| Short exercise |
Rewrite the lines from the one containing "written like (830,849)." through the one containing "Target: steep snowy hillside", replacing "hillside" with "slope" and leaving everything else as it is. Give only those lines.

| Dataset content |
++++++++++

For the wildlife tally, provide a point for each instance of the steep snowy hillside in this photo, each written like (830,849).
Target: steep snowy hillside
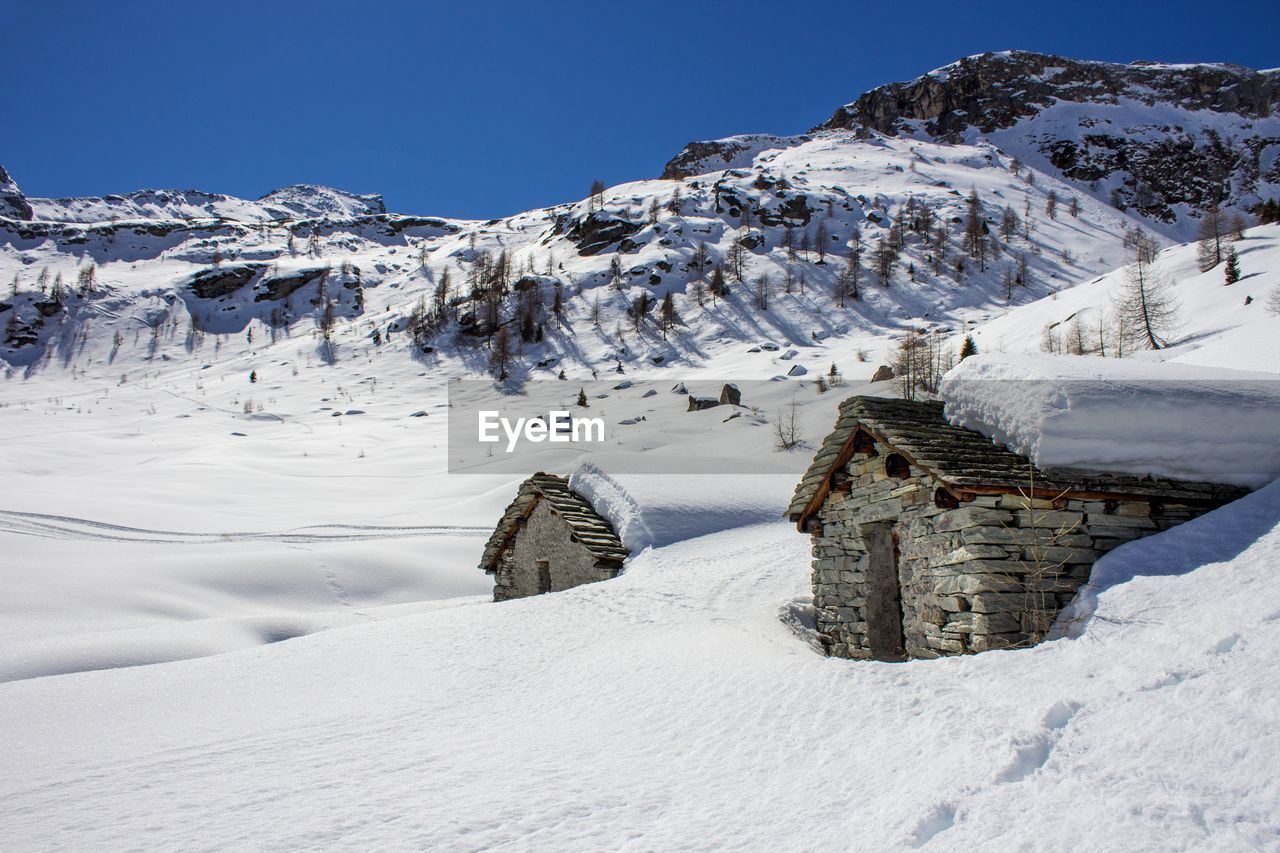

++++++++++

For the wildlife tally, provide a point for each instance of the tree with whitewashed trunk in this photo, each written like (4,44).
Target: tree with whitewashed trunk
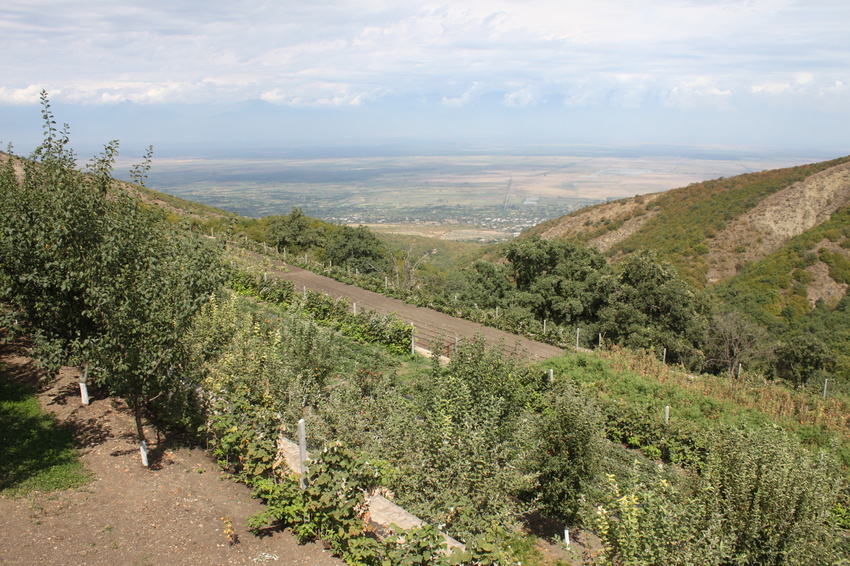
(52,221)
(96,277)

++++++++++

| Result for this task |
For the wildlife tally, provide a point for each instance of the steep snowy slope in this photo, each written like (830,849).
Target: steep snowy slope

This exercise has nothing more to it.